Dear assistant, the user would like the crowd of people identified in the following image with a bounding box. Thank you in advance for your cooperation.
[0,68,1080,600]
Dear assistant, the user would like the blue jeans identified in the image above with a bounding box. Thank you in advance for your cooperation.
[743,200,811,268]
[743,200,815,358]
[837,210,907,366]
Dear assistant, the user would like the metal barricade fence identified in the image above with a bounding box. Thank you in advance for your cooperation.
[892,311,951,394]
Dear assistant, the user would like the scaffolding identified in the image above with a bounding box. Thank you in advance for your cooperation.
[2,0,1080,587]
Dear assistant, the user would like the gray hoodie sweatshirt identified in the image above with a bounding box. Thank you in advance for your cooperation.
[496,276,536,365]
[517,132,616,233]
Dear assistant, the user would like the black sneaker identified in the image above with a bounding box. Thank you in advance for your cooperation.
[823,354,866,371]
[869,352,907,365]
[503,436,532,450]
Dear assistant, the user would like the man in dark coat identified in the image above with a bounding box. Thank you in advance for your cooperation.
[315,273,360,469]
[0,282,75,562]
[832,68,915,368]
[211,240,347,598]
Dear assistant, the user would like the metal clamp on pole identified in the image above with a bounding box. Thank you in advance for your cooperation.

━━━━━━━━

:: Short task ::
Render the entries as a numbered list with blank lines left out, covering only the part that runs from the start of the entries through the line containing "[2,0,1080,587]", both ends included.

:: Finished answer ::
1. Dear assistant, the user would like the crowd of people identified in the following image with a bounding box. Thank you in advance for your cooperation.
2. [0,68,1080,600]
3. Dear assistant, the user would like the blue jeans identified in the image above with a bounding box. Thank you in advance for your cooperation.
4. [743,200,811,268]
5. [743,200,815,358]
6. [837,210,907,366]
7. Dear assistant, the user would like the metal barricade fence identified in the image above with a bounding box. Thank you in advance for your cooperation.
8. [892,311,951,394]
9. Dear assistant, the user would like the scaffolding identified in the image above with a bounding box. Thank you in advance for your cooperation.
10. [2,0,1080,587]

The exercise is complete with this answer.